* _Exercise directions_: Reproduce the listing below line for line, starting at its beginning and ending with the line containing "x=209 y=322". Leave the pictures out of your copy.

- - -

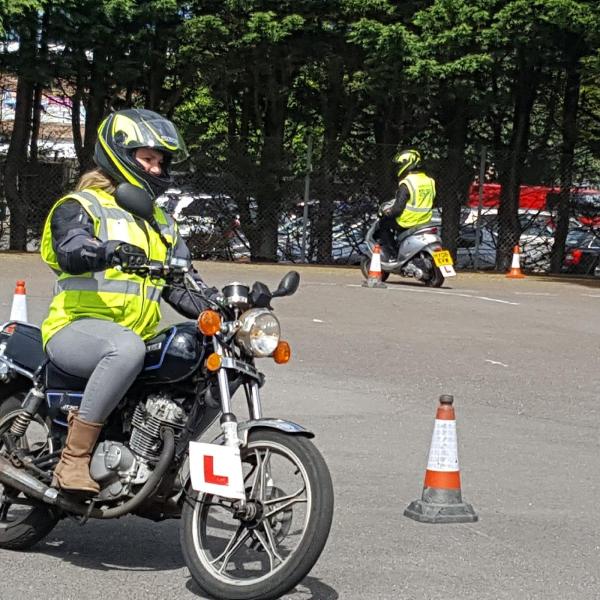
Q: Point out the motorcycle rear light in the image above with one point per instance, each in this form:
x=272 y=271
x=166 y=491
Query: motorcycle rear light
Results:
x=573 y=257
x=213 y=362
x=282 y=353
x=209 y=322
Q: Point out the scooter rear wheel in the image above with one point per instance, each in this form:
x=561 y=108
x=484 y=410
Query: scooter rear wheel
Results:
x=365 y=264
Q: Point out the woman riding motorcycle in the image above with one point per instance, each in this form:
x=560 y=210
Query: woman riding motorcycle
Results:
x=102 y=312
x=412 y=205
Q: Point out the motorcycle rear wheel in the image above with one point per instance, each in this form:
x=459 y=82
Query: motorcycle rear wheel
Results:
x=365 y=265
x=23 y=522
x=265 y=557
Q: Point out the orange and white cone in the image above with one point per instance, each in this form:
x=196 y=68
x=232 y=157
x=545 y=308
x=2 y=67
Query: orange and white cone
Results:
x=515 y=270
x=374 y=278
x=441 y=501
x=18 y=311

- - -

* _Worked answer_:
Q: Point out the motorcycle rear light in the image above with one point per instance, each in this form:
x=272 y=271
x=166 y=491
Query: motorcycle rear light
Results:
x=573 y=257
x=213 y=362
x=282 y=353
x=209 y=322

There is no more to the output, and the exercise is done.